— PAGE EXTRACT —
= = = = = = =

From today’s edition of the New York Post …
The hedge-fund ploy that’s aborting miracle medicines
Hedge-fund investors are coming to raid your medicine cabinet.
Cutting-edge treatments for diseases affecting millions of Americans are threatened by Wall Street’s latest moneymaking scheme. The ploy: Hedge funds bet against a drug company’s stock price, launch attacks against the firm’s patents on its best-selling medicines and then reap windfall profits when investors panic and the stock price plummets.
Unless Congress protects pharmaceutical-research firms from these assaults, funding for drug discovery will dry up and many new treatments won’t ever make it into the hands of patients.
Hedge-fund manager Kyle Bass pioneered the strategy, which relies on a new legal procedure known as “inter partes review,” or IPR. This year, Bass — who previously made $590 million betting that homeowners wouldn’t be able to make their mortgage payments during the financial crisis — filed a review against Acorda Therapeutics’ patent on a drug that helps multiple-sclerosis patients walk. The challenge caused Acorda’s share price to crash by 10 percent.
Wall Street began exploiting the system after Congress created the Patent Trial and Appeal Board, a new arm of the Patent Office tasked with taking a second look at patents that some consider too vague. Since its formation in 2013, the board has proven so hungry to annihilate patents that it’s been called a patent “death squad.” Even the board’s own chief judge has started to admit “the number of patents [going down] is starting to get excessive.”
Bass quickly saw how the board was wiping out patents and jumped at the chance to make money from a self-fulfilling prophecy: challenge the patent and short the company’s stock to profit on the market’s reaction.
Other funds have copied Bass’ strategy. The Mangrove Partners Master Fund acquired a 270,000-share “short” position in VirnetX, which owns patents for a Internet-privacy technology. Within weeks of filing two reviews against VirnetX patents, Mangrove unwound its short position, profiting from an 8 percent drop in the stock price.
Although these reviews can be filed against any patent, they’re particularly threatening to medicine patents and the companies that own them. David Winwood, an executive at Louisiana State University’s Biomedical Research Center, explains that “most often, a startup company’s sole asset is a patent application or issued patent, upon which the company’s fortune lays.”
With the cost of developing a new drug estimated at nearly $2.6 billion, biotech companies need strong patent protection to attract funding and keep competitors out of the marketplace while they recoup their investment. Wall Street’s abuse of these pharmaceutical reviews weakens patents and makes medical research look increasingly like a poor investment.
And with more than 110 petitions filed against pharmaceutical patents in fiscal 2015 — roughly double 2014’s total — the threat to R&D funding is only growing.
Fortunately, Congress can protect drug-development efforts while still enabling judges to weed out bad patents.
Under the Hatch-Waxman Act, more than 80 percent of drug patents are already challenged by companies seeking to enter the market with generics — compared with only 14 percent in the 1990s. Another law, known in Washington as “BPCIA,” also encourages challenges to pharmaceutical patents.
In short, if a drug patent is actually too vague, generic manufacturers can challenge and invalidate it and enter the market. IPR challenges simply aren’t necessary.
That’s why Congress needs to exempt pharmaceutical patents approved by the FDA from these challenges. Such an exemption would ensure that Wall Street profiteers don’t deprive innovators of research funding, while still being able to take down vague tech patents.
Preserving the existing patent-challenge procedures will ensure that companies have the confidence to invest in research and development. The laws give patents adequate protection, enabling firms to recoup the decades and billions of dollars invested in drug research.
Armed with that confidence and shielded from hedge-fund attacks, research firms will continue to create the innovative, life-saving treatments patients need.
Peter J. Pitts, a former FDA associate commissioner, is president of the Center for Medicine in the Public Interest.

= = = = = = =

— DIRECTIONS —
**1)** In the article on hedge funds and drug patents, what is the estimated cost of developing a new drug?
**2)** From the article on hedge funds and drug patents, print everything from "Bass quickly saw" down to "the market’s reaction.".
**3)** Using the article on hedge funds and drug patents, decide whether each statement agrees with it. Answer yes or no for each and quote the deciding words.
(a) The Patent Trial and Appeal Board was formed in 2013.
(b) Mangrove Partners took its short position in Acorda Therapeutics.
(c) In the 1990s, more than 80 percent of drug patents were challenged by generic makers.
The saved entries are separate material, apart from the article on hedge funds and drug patents.

[Saved entries]
= = = = = = =

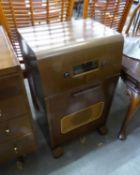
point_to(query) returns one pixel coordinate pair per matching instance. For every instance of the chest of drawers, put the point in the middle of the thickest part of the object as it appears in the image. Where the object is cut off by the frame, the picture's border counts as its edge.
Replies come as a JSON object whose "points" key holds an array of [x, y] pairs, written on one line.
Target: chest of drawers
{"points": [[73, 70], [16, 126]]}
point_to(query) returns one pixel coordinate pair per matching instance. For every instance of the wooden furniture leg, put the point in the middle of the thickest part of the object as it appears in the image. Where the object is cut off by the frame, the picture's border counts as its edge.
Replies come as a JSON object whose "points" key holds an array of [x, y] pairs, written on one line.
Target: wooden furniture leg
{"points": [[133, 106]]}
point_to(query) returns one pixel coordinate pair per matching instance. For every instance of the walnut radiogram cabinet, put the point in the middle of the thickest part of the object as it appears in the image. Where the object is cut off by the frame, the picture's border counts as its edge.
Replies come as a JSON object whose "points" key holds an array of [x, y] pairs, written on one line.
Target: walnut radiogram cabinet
{"points": [[16, 129], [73, 68]]}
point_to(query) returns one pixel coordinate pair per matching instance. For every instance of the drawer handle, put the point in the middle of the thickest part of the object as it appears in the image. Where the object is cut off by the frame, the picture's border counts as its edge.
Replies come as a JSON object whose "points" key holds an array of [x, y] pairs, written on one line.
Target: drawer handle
{"points": [[85, 91], [16, 149], [7, 131]]}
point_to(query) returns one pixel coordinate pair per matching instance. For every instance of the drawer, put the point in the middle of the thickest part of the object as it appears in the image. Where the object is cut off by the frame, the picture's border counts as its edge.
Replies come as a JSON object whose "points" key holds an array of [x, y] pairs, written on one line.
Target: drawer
{"points": [[12, 107], [75, 109], [10, 86], [13, 129], [21, 147], [66, 71]]}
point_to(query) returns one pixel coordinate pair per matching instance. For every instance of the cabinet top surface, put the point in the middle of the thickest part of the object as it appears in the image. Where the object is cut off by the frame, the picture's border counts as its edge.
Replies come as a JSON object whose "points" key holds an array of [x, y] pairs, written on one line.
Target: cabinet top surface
{"points": [[7, 56], [49, 39]]}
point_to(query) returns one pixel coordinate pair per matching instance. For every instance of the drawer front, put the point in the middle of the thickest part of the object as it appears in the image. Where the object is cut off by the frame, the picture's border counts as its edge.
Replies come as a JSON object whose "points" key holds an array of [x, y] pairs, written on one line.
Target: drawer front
{"points": [[70, 70], [11, 150], [74, 110], [12, 107], [10, 86], [16, 128]]}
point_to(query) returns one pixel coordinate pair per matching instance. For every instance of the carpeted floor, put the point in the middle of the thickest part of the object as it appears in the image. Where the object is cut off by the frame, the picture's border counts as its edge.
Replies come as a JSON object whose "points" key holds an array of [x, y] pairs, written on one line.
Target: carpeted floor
{"points": [[99, 155]]}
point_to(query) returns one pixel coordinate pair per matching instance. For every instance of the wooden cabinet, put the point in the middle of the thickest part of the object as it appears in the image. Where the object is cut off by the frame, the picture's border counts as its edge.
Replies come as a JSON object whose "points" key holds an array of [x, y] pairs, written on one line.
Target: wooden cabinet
{"points": [[16, 129], [73, 69]]}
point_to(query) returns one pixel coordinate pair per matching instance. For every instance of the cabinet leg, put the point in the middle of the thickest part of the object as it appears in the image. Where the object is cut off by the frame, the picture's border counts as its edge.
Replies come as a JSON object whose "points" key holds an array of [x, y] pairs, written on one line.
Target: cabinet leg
{"points": [[20, 163], [102, 130], [57, 152], [133, 106]]}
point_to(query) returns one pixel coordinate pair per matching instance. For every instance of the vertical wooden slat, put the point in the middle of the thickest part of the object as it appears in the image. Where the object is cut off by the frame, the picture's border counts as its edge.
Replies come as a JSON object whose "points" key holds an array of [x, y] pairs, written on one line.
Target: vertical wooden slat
{"points": [[85, 9], [112, 13], [115, 12], [31, 11], [12, 12], [47, 11], [22, 13], [125, 14], [62, 9], [70, 9]]}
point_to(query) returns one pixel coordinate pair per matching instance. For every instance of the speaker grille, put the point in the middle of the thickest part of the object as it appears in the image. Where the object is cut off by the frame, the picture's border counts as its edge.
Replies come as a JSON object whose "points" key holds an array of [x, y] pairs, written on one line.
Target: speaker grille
{"points": [[81, 118]]}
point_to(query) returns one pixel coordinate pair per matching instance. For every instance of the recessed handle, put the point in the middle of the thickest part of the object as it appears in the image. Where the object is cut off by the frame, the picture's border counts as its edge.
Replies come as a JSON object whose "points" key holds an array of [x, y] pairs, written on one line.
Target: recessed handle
{"points": [[16, 149], [7, 131], [85, 91]]}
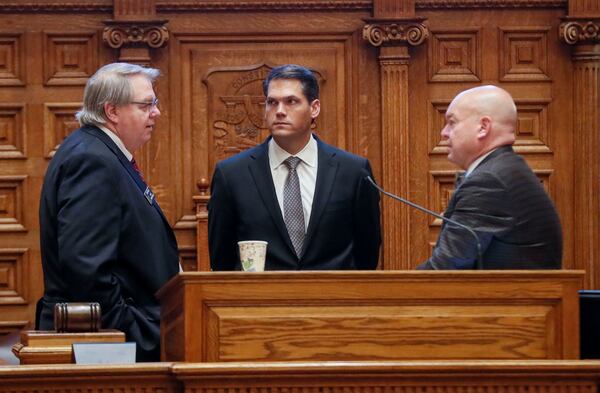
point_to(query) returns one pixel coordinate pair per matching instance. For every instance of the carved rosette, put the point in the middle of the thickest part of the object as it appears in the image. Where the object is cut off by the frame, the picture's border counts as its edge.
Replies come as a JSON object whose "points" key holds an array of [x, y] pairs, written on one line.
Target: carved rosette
{"points": [[579, 31], [152, 34], [389, 33]]}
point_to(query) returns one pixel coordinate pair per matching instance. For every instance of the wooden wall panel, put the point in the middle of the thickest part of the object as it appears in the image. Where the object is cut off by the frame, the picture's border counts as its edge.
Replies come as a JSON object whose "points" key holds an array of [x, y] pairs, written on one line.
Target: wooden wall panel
{"points": [[211, 66]]}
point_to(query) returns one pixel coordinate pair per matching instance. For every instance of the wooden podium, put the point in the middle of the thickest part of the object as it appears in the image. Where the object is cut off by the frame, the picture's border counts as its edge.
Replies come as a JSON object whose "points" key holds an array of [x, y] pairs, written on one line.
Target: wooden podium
{"points": [[378, 315]]}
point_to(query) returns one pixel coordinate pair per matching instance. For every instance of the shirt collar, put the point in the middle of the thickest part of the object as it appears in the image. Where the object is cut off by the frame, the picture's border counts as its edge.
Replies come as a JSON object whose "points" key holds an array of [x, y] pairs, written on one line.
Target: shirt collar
{"points": [[478, 161], [308, 154], [117, 141]]}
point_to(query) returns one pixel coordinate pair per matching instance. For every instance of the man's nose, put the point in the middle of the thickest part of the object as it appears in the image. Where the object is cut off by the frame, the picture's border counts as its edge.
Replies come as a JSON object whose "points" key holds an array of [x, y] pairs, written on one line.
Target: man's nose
{"points": [[444, 133], [280, 109]]}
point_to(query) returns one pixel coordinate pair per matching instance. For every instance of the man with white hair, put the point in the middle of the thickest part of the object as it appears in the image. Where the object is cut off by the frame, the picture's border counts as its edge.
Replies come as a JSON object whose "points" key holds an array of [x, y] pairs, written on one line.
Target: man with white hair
{"points": [[103, 236], [500, 198]]}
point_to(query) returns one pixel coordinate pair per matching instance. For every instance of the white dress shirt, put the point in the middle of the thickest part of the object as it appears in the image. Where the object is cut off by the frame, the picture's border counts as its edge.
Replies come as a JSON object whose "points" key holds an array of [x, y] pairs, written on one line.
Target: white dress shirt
{"points": [[476, 163], [307, 173]]}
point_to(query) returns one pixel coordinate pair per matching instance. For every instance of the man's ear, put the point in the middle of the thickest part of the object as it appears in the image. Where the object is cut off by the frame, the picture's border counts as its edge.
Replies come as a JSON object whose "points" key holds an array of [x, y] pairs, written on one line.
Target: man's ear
{"points": [[111, 112], [485, 127], [315, 109]]}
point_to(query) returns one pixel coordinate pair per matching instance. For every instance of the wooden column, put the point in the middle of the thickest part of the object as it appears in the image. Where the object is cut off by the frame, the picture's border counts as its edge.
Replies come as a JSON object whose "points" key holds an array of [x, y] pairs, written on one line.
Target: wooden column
{"points": [[394, 28], [582, 30], [135, 30]]}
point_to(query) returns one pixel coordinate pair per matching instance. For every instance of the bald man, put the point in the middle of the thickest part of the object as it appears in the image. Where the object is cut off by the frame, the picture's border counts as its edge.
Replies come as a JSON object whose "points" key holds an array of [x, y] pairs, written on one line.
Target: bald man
{"points": [[500, 197]]}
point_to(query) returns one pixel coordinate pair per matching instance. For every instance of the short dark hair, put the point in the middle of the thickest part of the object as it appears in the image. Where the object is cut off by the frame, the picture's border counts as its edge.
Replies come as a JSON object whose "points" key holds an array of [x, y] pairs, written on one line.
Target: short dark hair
{"points": [[310, 85]]}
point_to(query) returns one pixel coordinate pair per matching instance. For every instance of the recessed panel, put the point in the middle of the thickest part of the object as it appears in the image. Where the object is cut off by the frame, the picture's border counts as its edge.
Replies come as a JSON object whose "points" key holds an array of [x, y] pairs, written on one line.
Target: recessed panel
{"points": [[12, 204], [524, 54], [70, 58], [275, 333], [455, 56], [13, 265], [12, 130], [60, 122]]}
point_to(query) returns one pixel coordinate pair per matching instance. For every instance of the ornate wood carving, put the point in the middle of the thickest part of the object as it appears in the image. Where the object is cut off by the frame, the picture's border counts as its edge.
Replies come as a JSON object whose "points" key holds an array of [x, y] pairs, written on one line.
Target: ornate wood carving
{"points": [[264, 5], [14, 265], [12, 59], [201, 202], [453, 4], [394, 36], [70, 58], [12, 203], [135, 30], [583, 34], [153, 34], [579, 31], [385, 32]]}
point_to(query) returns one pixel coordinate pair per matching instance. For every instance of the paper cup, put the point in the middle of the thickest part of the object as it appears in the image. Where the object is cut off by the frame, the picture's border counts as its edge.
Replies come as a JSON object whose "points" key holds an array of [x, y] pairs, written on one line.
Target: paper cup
{"points": [[252, 255]]}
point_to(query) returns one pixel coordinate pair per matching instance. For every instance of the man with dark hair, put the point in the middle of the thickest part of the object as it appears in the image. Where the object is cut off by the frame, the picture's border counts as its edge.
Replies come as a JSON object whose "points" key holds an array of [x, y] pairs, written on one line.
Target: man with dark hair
{"points": [[500, 197], [309, 200], [103, 236]]}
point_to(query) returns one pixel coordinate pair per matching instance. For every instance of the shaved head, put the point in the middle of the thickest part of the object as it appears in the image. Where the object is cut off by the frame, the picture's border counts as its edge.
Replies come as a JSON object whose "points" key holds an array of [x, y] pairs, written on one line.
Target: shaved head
{"points": [[479, 120]]}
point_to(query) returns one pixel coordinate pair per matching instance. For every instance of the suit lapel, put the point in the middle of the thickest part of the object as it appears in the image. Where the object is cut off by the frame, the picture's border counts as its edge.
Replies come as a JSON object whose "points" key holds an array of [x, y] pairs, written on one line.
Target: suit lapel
{"points": [[141, 185], [260, 170], [326, 172]]}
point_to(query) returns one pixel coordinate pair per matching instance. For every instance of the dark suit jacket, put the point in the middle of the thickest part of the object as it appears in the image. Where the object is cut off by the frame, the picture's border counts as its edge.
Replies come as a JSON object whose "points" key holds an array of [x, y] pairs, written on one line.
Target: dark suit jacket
{"points": [[102, 241], [343, 230], [515, 220]]}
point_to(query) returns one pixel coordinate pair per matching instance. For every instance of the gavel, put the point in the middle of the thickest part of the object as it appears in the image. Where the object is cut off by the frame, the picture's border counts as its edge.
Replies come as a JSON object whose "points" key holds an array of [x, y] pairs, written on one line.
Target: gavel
{"points": [[77, 317]]}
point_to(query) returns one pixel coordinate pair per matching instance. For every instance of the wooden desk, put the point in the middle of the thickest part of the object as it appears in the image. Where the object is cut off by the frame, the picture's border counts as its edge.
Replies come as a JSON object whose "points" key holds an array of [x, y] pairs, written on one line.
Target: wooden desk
{"points": [[382, 315], [558, 376]]}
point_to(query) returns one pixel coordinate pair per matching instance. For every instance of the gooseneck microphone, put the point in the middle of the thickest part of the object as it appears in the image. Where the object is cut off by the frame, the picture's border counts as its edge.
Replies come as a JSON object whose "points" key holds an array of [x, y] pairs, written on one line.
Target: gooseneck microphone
{"points": [[479, 262]]}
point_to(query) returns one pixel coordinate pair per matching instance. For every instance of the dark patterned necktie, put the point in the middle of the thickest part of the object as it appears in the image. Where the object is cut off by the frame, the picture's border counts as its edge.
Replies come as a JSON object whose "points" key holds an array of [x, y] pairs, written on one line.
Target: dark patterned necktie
{"points": [[460, 178], [293, 214], [137, 168]]}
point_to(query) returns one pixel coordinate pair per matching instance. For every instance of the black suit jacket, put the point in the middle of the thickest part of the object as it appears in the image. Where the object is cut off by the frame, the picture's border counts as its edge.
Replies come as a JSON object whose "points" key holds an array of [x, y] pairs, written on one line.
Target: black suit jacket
{"points": [[344, 226], [515, 220], [103, 241]]}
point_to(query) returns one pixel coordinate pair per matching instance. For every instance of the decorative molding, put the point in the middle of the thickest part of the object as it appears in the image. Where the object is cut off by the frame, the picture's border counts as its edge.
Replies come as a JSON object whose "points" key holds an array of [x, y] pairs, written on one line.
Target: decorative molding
{"points": [[17, 6], [70, 57], [14, 263], [12, 203], [395, 32], [264, 5], [453, 4], [165, 6], [523, 54], [455, 56], [12, 130], [59, 122], [153, 34], [441, 189], [12, 59], [580, 31]]}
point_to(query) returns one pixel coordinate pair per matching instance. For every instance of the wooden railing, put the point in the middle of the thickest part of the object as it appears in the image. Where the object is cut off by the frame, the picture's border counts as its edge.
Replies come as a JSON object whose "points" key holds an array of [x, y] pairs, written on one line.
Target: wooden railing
{"points": [[381, 315]]}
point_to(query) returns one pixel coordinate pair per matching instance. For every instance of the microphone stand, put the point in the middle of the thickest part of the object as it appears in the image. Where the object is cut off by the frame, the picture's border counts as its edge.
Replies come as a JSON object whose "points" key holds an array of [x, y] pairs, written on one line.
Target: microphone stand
{"points": [[479, 262]]}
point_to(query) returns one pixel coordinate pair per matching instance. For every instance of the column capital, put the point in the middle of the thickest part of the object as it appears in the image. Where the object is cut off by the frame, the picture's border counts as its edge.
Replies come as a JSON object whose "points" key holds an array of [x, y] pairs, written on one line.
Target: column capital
{"points": [[395, 31], [152, 33], [578, 30]]}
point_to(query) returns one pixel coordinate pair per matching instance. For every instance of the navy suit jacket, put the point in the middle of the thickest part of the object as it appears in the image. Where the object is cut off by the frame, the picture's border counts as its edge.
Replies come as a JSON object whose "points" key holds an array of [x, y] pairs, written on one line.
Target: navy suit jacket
{"points": [[515, 220], [103, 241], [343, 230]]}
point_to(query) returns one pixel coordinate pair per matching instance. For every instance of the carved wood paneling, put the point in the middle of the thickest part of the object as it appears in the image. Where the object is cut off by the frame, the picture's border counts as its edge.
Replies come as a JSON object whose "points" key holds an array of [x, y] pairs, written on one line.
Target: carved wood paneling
{"points": [[12, 130], [14, 265], [69, 58], [12, 203], [455, 56], [532, 126], [12, 59], [59, 122], [524, 54]]}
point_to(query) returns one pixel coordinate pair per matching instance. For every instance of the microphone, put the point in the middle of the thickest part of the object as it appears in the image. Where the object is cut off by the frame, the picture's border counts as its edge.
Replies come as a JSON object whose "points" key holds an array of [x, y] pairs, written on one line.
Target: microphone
{"points": [[479, 262]]}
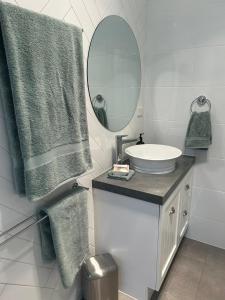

= = = = = = =

— WRITTEN RESPONSES —
**1)** Nearly $2.6 billion.

**2)**
Bass quickly saw how the board was wiping out patents and jumped at the chance to make money from a self-fulfilling prophecy: challenge the patent and short the company’s stock to profit on the market’s reaction.

**3)**
(a) Yes: "Since its formation in 2013"
(b) No: "The Mangrove Partners Master Fund acquired a 270,000-share “short” position in VirnetX"
(c) No: "compared with only 14 percent in the 1990s"